Apparatus is provided for producing a continuous circulation and filtering of the solution within the tank. The circulating means at one end includes a circulating pump, as designated at 50 in FIG. 1. Positioned at the top of the tank 44b are brackets 52a, 52b, 52c and 52d, each having a notch at the top edge. Held in the notches is a distributing pipe or header 58 having elbows at its ends, as designated at 60 and 62, positioned to allow solution to flow out of the ends into the trough 44b through the wire mesh filtering screen 46. Preferably, the tube 58 has perforations in its underside to allow the liquid solution to drain down into the trough 44b, as illustrated in FIG. 2. The trough 44b has openings at the bottom, as illustrated at 66, to allow the solution to drain back down into the tank. See FIG. 3.
The circulating pump connects by a tubular line 70 to a "T" fitting 72 in the pipe or tube 58 for conveying solution to the distributing tube. The pump draws solution from the bottom of the tank through pipe connection 74. Numerals 76, 78, 80 and 82 designate manual valves for manually controlling the flow of circulating solution and for draining solution from the tank, if desired.

Work required>
Retype the circulation passage from "The circulating pump" to "tank, if desired.". Work only from the circulation passage above.

Stored data>
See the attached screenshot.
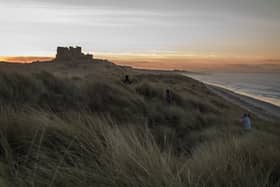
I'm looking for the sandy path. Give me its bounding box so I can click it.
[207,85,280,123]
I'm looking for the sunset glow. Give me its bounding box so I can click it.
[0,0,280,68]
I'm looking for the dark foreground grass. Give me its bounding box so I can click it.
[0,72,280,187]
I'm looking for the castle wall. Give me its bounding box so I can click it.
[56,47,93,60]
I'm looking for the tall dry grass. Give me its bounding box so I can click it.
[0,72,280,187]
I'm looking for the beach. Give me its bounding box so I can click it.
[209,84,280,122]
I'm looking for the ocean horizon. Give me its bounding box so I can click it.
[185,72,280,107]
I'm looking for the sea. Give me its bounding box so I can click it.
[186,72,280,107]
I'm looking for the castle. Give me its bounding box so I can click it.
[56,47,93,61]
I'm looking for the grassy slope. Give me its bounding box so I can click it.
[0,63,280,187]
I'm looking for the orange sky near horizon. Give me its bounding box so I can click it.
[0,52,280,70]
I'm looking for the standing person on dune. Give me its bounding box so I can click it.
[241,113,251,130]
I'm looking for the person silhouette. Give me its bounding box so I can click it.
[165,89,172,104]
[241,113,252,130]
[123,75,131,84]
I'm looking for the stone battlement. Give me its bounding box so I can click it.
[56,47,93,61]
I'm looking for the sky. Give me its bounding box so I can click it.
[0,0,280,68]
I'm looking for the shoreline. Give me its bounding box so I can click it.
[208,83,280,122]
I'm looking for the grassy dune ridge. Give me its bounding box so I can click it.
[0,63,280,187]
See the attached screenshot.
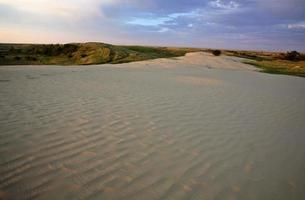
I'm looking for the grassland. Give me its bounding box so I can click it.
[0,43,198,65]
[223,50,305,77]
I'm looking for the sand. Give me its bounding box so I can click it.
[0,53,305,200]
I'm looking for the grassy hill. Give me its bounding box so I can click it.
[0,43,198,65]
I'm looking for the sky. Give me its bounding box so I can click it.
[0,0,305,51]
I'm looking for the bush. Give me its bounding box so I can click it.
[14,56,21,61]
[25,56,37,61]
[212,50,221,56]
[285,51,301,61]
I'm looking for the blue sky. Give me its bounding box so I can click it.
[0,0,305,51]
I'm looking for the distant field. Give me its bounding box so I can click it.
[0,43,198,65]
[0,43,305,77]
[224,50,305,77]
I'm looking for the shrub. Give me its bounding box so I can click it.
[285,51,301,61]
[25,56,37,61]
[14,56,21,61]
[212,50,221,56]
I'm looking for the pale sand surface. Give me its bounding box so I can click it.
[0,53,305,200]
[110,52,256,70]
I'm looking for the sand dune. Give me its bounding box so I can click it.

Exercise answer>
The circulating pump connects by a tubular line 70 to a "T" fitting 72 in the pipe or tube 58 for conveying solution to the distributing tube. The pump draws solution from the bottom of the tank through pipe connection 74. Numerals 76, 78, 80 and 82 designate manual valves for manually controlling the flow of circulating solution and for draining solution from the tank, if desired.